(Reading passage)
Did you hear the latest information regarding your Miranda Rights? Under a new supreme court ruling, subjects who are not warned of their Miranda Rights can no longer sue law enforcement for a violation of their Fifth Amendment rights. So, what does this mean going forward?
What Sparked This Change?
The Vega v. Tekoh
https://drive.google.com/viewerng/viewer?url=https%3A//www.supremecourt.gov/opinions/21pdf/21-499_gfbh.pdf&embedded=true
case was what drove this Miranda warning revolution. Tekoh was a hospital worker who was accused of sexually assaulting an immobile female patient at his workplace. Vega was the sheriff deputy who received a written confession from Vega. After Tekoh’s trial, he filed a suit for damages against Vega for violating his constitutional rights. Tekoh claimed that Vega bullied him into a confession and did not give him his right to a Miranda warning. The court later decided that Vega could not be sued and explained, “the landmark Miranda decision establishes an important prophylactic rule protecting the Fifth Amendment right against compelled self-incrimination. But the failure to give a Miranda warning does not automatically equate to a violation of the Fifth Amendment.”

(Exercise) Write the next part of the article on the Miranda Rights ruling, starting after its final sentence.

(Dataset entries)
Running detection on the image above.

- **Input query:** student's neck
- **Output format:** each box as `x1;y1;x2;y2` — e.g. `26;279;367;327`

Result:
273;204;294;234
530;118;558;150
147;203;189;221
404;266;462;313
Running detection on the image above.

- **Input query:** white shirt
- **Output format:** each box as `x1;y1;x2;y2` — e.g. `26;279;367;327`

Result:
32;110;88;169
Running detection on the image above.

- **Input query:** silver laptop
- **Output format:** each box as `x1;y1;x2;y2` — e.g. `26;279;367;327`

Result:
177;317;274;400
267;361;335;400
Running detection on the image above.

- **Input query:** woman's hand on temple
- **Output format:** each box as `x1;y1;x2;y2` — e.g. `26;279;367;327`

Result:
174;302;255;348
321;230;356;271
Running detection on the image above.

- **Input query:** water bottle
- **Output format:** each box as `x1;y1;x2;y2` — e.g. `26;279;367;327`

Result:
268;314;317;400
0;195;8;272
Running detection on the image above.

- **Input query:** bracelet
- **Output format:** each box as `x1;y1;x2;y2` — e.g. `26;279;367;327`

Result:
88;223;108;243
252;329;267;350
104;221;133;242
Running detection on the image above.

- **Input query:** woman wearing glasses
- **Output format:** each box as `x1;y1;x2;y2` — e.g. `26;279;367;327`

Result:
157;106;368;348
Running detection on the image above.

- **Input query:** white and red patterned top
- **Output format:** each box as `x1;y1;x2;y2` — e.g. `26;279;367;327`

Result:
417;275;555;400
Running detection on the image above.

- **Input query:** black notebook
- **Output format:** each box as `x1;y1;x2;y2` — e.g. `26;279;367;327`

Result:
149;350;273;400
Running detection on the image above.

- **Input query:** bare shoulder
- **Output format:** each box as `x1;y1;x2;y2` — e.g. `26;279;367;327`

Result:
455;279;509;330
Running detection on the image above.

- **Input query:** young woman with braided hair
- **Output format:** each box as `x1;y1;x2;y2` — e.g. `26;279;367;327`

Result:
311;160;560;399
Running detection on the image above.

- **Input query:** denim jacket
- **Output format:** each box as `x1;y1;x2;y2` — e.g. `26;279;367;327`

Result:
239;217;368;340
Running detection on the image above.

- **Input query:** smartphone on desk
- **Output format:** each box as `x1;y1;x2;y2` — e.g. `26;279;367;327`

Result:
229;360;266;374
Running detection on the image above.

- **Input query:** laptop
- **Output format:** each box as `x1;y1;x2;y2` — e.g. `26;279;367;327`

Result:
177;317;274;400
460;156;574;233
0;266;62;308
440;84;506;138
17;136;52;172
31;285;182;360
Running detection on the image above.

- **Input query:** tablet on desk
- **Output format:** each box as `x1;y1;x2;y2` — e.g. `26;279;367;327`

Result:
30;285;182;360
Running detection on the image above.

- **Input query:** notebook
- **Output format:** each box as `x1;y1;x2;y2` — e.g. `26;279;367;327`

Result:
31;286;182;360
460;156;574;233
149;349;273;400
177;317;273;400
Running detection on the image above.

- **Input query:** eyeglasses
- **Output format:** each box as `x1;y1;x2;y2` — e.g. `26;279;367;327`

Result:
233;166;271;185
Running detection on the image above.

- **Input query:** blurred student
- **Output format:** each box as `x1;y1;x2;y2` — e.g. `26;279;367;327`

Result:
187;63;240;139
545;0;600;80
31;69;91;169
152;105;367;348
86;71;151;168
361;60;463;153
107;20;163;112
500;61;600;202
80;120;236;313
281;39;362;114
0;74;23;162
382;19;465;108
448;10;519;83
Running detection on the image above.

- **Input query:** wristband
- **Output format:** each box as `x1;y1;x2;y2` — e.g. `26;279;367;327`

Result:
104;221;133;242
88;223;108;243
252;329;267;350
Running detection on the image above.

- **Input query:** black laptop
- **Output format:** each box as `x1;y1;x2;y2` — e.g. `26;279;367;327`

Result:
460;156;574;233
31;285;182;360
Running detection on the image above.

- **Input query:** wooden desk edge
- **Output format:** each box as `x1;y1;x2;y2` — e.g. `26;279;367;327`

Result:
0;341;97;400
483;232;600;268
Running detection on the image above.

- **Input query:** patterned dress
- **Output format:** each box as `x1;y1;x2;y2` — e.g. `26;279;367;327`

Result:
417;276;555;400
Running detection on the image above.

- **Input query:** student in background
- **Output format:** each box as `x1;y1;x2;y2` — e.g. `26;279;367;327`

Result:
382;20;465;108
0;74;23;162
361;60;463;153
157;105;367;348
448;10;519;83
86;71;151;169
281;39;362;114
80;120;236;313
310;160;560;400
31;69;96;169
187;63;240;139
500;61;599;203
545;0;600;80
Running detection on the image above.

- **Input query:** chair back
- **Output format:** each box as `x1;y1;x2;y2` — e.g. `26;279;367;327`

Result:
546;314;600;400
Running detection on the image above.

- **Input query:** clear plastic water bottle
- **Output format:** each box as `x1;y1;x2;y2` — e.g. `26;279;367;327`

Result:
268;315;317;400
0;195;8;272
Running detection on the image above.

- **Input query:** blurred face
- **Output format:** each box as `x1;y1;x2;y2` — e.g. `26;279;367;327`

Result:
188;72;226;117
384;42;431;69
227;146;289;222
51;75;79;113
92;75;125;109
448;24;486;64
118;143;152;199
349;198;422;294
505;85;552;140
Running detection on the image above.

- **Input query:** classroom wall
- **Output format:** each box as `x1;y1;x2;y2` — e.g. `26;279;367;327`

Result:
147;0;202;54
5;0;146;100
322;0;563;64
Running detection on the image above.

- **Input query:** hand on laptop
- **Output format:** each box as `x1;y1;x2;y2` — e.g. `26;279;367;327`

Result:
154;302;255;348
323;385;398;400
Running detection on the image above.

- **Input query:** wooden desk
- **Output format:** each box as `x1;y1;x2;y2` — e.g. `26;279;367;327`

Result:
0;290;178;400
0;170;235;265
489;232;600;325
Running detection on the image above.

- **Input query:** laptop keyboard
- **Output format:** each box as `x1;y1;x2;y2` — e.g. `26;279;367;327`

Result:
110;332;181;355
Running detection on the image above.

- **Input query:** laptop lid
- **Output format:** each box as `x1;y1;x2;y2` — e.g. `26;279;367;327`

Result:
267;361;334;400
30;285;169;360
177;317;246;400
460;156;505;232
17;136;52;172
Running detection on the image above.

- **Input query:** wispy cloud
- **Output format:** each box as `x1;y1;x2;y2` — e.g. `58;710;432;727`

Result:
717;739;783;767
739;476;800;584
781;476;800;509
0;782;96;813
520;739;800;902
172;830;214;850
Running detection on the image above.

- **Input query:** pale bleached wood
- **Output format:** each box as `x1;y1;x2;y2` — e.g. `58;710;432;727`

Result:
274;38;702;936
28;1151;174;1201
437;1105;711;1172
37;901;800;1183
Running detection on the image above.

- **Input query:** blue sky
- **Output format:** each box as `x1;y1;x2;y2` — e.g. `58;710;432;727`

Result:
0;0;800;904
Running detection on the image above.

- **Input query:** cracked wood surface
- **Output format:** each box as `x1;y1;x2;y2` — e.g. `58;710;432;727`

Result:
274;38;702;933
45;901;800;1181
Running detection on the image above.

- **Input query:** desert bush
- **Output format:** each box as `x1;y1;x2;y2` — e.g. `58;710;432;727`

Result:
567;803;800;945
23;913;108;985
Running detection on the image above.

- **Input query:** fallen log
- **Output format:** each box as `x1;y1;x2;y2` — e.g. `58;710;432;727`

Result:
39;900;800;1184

(Answer box)
A Look into the Future
Going forward, the failure to administer a Miranda warning to criminals cannot be used against a law enforcement officer in a civil lawsuit. While the Miranda warning protects a constitutional right, the warning itself from officer to suspect is not a right that can trigger a civil lawsuit if it is not given. If a suspect does speak statements of self-incrimination, a defense attorney may be able to have those statement suppressed.